Directives:
A – In the parser library review thread, copy the stretch from "# What is your evaluation of the implementation?" through "at compile time.", substituting "projects" for "codebases".
B – Using the parser library review thread, state whether each statement agrees with it. Give yes or no, and quote the deciding words. (i) The ticket for the char_ reference entry is issue 150. (ii) The reviewer favors custom variant/tuple types over standard ones. (iii) The reviewer proposes generating a config.hpp in place of has_include.
C – Translate into Spanish this sentence from the parser library review thread: "The sequence parser on the inside is feeding its attributes into the repeat-parser on the outside."

Reading passage:
On Thu, Feb 29, 2024 at 8:18 PM Zach Laine via Boost
On Thu, Feb 29, 2024 at 4:44 PM David Sankel via Boost
wrote: Consider char_ https://tzlaine.github.io/parser/doc/html/boost/parser/char_.html's documentation. It includes no examples and fails to mention it can be used without arguments.
I can certainly mention that in that reference entry. Ticket: https://github.com/tzlaine/parser/issues/150
Great, thanks!
# What is your evaluation of the design?
Much of the wealth of research into parser combinators wasn't incorporated into this library. I didn't see in the documentation, for example, an easy way to "map" one parser's attribute into another. This kind of thing should be a basis operation provided by the library.
Could you explain what you mean by this? This happens implicitly usually, and you can explicitly do it in semantic actions. Do you mean something else?
An implicit example would be:
struct s {int i, double d; }; std::vector<s> s_vec; bool success = bp::parse("...", *(bp::int_ >> double_), bp::ws, s_vec);
The sequence parser on the inside is feeding its attributes into the repeat-parser on the outside.
If a parser p has attribute type T (a T parser), and you have a function f of type U(T), I would expect there to be an easy way to convert the T parser into a U parser. Something like map(f, p).
# What is your evaluation of the implementation?
The usage of has_include is a ODR nightmare for large codebases. It would be better to generate some kind of config.hpp that sets these definitions at compile time.
This is a great point. Ticket: https://github.com/tzlaine/parser/issues/151
Thanks!
For custom variant/tuple types, user specialization of variable templates is also an ODR nightmare. Again, a config.hpp would be better for this. For this, though, I don't think the configurability is worth the complexity. We have standard types for these so we should use them.

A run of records
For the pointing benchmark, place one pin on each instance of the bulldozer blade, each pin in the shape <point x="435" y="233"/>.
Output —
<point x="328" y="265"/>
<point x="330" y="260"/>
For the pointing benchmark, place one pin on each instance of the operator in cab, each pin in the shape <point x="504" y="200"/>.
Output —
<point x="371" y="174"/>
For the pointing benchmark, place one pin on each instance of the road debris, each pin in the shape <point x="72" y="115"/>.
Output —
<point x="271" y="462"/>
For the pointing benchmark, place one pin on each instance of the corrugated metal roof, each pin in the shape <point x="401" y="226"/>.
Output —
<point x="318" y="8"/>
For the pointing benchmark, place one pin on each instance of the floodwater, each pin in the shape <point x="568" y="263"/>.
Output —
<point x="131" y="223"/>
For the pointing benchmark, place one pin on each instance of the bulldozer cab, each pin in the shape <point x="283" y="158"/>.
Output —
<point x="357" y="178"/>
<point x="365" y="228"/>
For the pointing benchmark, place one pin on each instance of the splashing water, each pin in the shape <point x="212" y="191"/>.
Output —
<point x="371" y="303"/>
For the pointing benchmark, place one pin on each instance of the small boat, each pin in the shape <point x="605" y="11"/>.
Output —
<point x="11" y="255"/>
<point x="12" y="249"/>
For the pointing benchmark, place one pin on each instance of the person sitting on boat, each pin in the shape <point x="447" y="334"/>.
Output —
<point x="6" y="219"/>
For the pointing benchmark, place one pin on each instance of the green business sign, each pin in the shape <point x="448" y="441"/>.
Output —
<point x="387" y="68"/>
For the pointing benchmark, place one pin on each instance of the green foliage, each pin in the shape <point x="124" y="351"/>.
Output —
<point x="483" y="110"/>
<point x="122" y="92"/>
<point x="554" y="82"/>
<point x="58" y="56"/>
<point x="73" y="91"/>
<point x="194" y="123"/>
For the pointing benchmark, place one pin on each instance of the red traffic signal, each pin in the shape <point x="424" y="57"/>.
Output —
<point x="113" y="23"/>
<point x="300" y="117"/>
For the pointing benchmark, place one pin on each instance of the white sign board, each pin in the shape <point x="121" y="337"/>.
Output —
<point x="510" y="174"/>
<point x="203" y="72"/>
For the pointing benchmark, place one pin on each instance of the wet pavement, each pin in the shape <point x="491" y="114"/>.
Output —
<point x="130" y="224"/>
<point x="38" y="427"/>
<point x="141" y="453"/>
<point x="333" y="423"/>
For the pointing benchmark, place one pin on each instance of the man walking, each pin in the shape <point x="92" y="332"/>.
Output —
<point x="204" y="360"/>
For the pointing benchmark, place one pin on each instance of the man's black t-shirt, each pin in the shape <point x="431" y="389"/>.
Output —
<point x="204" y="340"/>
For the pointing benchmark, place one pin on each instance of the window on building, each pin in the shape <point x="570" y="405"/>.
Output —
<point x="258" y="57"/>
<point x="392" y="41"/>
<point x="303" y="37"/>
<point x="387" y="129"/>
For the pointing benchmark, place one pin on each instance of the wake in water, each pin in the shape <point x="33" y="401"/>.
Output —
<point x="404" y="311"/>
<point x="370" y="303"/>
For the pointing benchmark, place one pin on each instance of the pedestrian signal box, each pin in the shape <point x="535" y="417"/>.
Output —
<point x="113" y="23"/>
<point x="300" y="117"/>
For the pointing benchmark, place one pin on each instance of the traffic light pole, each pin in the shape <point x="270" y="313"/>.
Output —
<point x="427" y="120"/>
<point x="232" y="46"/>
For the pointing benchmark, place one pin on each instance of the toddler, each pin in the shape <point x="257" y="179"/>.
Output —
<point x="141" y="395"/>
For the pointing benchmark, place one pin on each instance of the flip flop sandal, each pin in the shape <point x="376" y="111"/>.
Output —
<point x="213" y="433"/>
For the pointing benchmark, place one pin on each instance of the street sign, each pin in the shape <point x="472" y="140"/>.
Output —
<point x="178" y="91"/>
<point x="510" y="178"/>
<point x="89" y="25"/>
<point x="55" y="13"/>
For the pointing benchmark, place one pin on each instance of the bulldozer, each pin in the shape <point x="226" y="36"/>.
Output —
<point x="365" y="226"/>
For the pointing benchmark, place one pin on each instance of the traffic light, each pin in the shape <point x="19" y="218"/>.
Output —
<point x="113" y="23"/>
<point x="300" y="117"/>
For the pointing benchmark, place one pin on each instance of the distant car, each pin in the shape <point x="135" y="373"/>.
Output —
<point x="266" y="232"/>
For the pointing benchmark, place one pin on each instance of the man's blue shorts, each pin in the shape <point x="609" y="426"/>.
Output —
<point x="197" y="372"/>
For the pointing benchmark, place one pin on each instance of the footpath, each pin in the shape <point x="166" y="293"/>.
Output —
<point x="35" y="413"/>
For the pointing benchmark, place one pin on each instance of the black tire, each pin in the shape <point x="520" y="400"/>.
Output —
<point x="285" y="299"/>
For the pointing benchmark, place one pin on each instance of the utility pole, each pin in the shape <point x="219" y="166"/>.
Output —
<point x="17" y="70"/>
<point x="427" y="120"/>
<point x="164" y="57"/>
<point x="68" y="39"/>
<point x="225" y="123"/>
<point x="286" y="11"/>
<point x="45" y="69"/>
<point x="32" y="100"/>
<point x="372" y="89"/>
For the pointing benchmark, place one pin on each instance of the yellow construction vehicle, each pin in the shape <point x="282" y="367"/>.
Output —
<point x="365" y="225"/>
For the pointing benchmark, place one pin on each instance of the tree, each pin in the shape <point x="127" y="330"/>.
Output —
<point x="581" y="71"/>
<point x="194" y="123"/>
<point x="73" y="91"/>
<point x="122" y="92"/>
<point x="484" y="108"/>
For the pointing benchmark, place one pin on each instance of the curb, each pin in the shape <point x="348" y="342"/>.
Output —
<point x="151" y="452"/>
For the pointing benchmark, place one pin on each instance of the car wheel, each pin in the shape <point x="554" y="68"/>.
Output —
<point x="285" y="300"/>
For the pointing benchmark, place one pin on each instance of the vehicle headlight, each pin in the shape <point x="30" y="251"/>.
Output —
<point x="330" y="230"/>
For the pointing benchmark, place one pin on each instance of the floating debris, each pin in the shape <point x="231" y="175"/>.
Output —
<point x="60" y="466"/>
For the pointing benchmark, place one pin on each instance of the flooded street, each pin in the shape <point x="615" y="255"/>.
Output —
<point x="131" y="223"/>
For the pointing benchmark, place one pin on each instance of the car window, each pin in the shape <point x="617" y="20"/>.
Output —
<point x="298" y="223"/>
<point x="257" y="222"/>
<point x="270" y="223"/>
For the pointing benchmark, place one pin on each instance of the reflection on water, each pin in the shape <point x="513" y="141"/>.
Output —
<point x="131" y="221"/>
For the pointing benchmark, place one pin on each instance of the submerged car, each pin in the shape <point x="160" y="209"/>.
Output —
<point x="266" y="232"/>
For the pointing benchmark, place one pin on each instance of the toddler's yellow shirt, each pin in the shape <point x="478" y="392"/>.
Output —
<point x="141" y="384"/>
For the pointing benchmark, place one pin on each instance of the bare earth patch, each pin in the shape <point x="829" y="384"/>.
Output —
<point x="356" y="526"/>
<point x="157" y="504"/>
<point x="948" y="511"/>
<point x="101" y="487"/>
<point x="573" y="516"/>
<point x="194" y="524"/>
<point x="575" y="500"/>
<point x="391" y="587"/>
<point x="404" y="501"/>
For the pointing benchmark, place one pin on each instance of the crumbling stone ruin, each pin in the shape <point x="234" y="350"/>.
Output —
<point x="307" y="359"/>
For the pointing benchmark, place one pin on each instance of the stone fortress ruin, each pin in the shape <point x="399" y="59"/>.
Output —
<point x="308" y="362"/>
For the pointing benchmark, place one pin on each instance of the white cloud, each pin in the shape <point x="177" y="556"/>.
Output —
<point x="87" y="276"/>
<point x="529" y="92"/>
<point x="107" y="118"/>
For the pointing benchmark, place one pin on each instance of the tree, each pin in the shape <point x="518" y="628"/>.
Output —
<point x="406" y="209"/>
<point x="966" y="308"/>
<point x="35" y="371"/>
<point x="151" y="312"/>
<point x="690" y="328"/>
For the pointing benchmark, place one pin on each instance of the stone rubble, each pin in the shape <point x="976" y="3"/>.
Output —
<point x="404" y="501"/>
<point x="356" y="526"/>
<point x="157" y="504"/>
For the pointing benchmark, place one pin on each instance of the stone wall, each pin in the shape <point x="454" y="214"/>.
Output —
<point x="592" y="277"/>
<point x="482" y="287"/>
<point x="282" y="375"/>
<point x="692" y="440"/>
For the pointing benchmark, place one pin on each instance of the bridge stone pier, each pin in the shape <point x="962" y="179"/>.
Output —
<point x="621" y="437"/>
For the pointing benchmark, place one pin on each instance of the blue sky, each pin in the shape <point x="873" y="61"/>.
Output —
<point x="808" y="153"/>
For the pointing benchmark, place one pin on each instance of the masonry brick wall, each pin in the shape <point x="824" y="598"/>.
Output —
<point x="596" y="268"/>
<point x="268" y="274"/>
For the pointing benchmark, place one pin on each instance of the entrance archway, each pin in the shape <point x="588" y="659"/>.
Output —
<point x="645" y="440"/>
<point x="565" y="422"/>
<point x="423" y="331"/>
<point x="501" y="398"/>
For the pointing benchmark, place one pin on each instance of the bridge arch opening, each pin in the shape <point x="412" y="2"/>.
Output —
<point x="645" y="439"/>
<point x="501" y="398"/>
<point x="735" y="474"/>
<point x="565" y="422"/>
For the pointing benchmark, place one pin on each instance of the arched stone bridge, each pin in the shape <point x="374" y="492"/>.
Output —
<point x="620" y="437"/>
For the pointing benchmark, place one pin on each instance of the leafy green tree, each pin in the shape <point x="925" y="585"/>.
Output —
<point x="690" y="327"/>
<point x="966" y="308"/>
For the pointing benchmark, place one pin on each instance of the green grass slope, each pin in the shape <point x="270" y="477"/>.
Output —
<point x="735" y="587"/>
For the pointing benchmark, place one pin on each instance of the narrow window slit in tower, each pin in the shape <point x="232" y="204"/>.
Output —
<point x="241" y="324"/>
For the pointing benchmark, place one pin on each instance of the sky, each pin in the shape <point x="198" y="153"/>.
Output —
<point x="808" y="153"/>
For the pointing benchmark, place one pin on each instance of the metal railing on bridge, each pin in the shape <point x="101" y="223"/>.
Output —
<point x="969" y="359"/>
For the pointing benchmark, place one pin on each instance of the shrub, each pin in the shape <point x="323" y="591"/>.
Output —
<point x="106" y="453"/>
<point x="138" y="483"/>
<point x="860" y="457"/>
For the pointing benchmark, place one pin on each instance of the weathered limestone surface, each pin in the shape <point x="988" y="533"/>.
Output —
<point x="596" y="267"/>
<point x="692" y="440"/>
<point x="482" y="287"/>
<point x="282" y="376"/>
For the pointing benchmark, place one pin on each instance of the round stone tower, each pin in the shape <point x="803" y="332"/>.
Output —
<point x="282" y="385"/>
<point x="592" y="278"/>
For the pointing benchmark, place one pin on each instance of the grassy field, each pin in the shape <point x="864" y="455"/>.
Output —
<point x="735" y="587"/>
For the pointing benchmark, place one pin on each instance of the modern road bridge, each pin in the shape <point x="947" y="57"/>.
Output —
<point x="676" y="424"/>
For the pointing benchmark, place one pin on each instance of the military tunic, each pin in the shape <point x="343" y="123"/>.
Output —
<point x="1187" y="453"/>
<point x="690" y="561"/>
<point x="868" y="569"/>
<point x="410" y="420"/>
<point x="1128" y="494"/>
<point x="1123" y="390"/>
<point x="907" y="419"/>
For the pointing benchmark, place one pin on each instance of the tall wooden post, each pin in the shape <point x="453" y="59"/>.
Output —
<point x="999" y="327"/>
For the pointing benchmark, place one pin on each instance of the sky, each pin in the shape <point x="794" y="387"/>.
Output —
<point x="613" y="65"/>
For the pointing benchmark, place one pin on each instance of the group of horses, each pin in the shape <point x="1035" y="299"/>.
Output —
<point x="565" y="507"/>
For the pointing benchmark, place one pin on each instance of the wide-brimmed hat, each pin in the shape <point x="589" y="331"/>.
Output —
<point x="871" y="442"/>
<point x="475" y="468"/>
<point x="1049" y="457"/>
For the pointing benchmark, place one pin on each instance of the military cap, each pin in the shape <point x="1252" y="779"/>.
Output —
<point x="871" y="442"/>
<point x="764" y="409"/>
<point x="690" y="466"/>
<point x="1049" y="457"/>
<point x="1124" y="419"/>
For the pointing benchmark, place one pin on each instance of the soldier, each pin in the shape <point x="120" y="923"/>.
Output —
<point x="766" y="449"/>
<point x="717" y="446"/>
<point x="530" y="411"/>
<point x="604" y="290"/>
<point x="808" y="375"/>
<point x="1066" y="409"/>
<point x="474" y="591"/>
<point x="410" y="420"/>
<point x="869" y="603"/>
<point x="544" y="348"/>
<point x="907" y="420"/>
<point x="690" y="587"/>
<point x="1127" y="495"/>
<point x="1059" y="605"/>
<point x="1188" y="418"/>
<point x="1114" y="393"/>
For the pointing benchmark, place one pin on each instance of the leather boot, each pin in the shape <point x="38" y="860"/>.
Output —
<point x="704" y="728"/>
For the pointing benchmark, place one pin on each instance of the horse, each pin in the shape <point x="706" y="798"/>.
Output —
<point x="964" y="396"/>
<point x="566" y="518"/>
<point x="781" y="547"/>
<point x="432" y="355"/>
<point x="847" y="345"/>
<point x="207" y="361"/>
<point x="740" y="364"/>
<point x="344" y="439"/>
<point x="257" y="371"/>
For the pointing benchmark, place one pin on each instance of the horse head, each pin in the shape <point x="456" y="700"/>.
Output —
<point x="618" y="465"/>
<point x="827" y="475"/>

Answers to the tasks:
A –
# What is your evaluation of the implementation?
The usage of has_include is a ODR nightmare for large projects. It would be better to generate some kind of config.hpp that sets these definitions at compile time.

B –
(i) Yes: "I can certainly mention that in that reference entry. Ticket: https://github.com/tzlaine/parser/issues/150"
(ii) No: "We have standard types for these so we should use them."
(iii) Yes: "It would be better to generate some kind of config.hpp that sets these definitions at compile time."

C – El analizador de secuencia del interior está alimentando sus atributos al analizador de repetición del exterior.